§ TEXT FOR ANALYSIS:
◆ ◆ ◆ ◆ ◆ ◆ ◆

By Chris Maza
LONGMEADOW – The Longmeadow Fire Department set a record for number of emergency calls in 2019, providing additional strain for a department already experiencing personnel challenges.
“We’ve experienced significant growth in the past five years. We have seen an almost 30% increase in calls,” he said.
Fire Chief John Dearborn told the Longmeadow News he intends to strongly advocate for increased manpower as part of upcoming budget discussions.
While many comparable fire agencies staff shifts with six or seven firefighters, Longmeadow’s current budget only allows for five-person shifts, according to Dearborn, who added the town has added two positions in the past five years and many shifts are covered by overtime in order to maintain proper coverage. As a recent example, he said two firefighters came off-duty to help cover a heavy workload and ended up working 10 hours.
“Looking at communities similar to ours in the area, we are near the bottom in terms of staffing,” Dearborn said. “We’ve had good support from the Select Board and from the town, but people can only work so much overtime. They have to have time to rest and recuperate.”
A recent audit of the Fire Department showed it responded to 3,054 emergency calls in 2019 compared to 2,758 in 2018.

◆ ◆ ◆ ◆ ◆ ◆ ◆

§ RECORDED INFORMATION:

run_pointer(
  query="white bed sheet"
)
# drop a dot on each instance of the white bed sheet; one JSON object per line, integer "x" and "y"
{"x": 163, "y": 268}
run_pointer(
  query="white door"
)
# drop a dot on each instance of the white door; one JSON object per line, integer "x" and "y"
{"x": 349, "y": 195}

◆ ◆ ◆ ◆ ◆ ◆ ◆

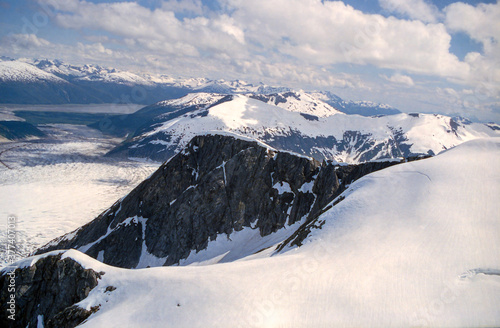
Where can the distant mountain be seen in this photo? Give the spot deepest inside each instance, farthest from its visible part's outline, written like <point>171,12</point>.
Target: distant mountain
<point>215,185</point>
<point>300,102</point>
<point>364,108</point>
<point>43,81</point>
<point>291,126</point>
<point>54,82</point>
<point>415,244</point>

◆ ◆ ◆ ◆ ◆ ◆ ◆

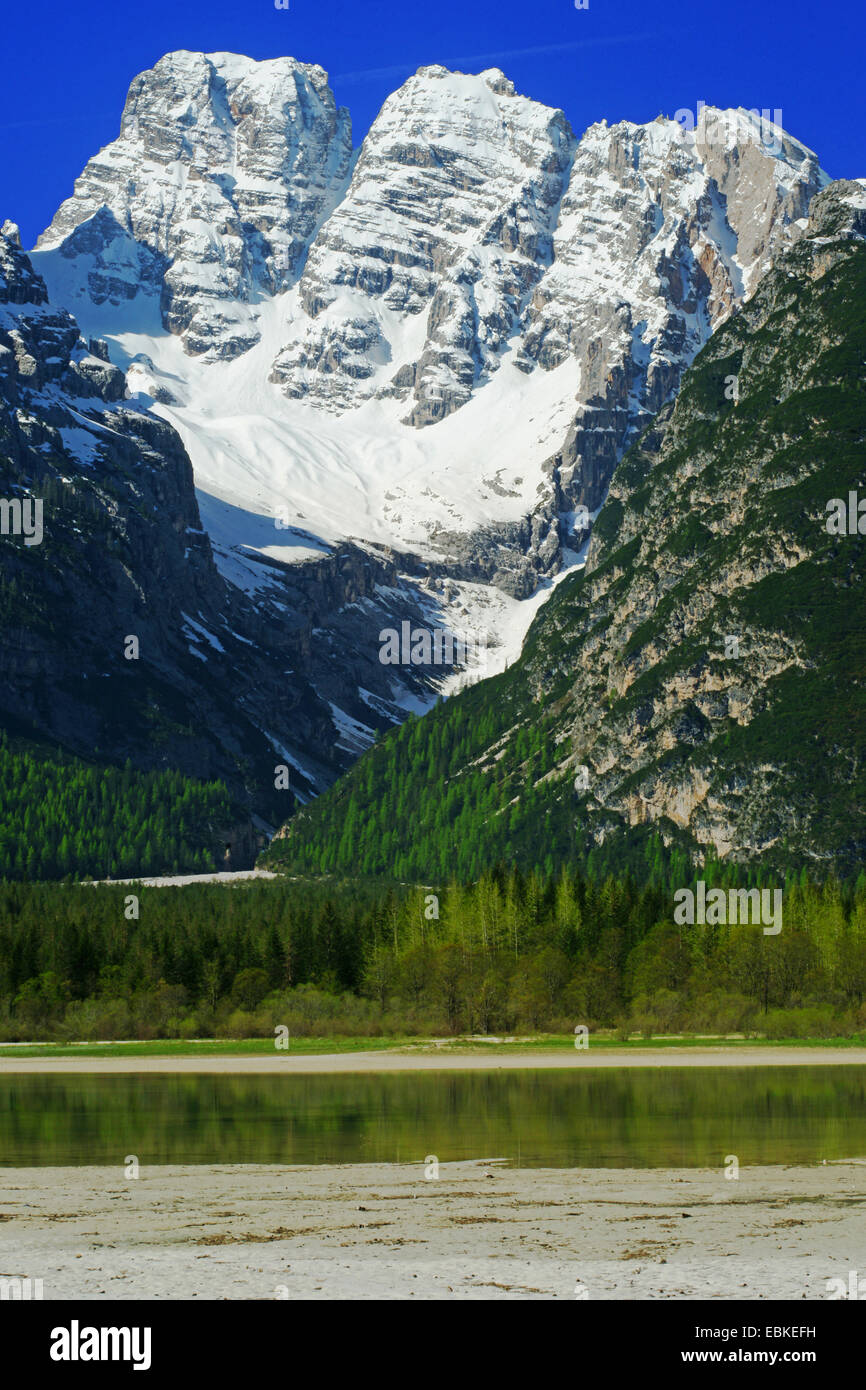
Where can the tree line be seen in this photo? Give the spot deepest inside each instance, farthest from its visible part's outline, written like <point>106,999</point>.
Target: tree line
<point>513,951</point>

◆ ◆ ◆ ◆ ◆ ◆ ◆

§ APPLY WHAT YOU READ:
a. Rewrite the stretch of the Longmeadow Fire Department article from "While many comparable" through "2,758 in 2018.", replacing "overtime" with "extra hours" everywhere it appears.
b. Answer these questions from the Longmeadow Fire Department article:
(i) According to the audit, how many emergency calls did the department respond to in 2019?
(ii) How many firefighters per shift does Longmeadow's current budget allow?
(iii) How many hours did the two firefighters who came off-duty end up working?
c. Continue the Longmeadow Fire Department article from its final sentence.
The rows have nothing to do with the Longmeadow Fire Department article.

§ ANSWERS TO THIS EXERCISE:
a.
While many comparable fire agencies staff shifts with six or seven firefighters, Longmeadow’s current budget only allows for five-person shifts, according to Dearborn, who added the town has added two positions in the past five years and many shifts are covered by extra hours in order to maintain proper coverage. As a recent example, he said two firefighters came off-duty to help cover a heavy workload and ended up working 10 hours.
“Looking at communities similar to ours in the area, we are near the bottom in terms of staffing,” Dearborn said. “We’ve had good support from the Select Board and from the town, but people can only work so much extra hours. They have to have time to rest and recuperate.”
A recent audit of the Fire Department showed it responded to 3,054 emergency calls in 2019 compared to 2,758 in 2018.

b.
(i) 3,054
(ii) Five
(iii) 10 hours

c.
Medical emergencies made up nearly 65 percent of the total call volume and has been “going up year-to-year,” Dearborn said. In 2018, the Fire Department responded to 1,842 medical calls and 1,578 in 2017.
From a ratio standpoint, however, that was not the greatest increase. A smaller subset of responses that includes people in distress and hazards, which require a full departmental response, grew from 434 in 2017 to 652 in 2019.
The number of fires, not including contained kitchen fires, dropped from 43 in 2018 to 31 in 2019, but the dollar amount for property damage was higher, including the total loss on Magnolia Circle in April.
“This isn’t exclusive to Longmeadow,” Dearborn said of the overall workload increases. “Wilbraham and East Longmeadow also set records. It’s the EMS service that is driving it.”
Dearborn did note that medical emergencies also generate revenue. The department has offered ambulance services since 1994 and currently has three working ambulances with two active at any given time as standard departmental operation.
“We bill for services and we have a good collection rate,” he said. “The revenue offsets the cost of operation and it is just about self-sustaining.”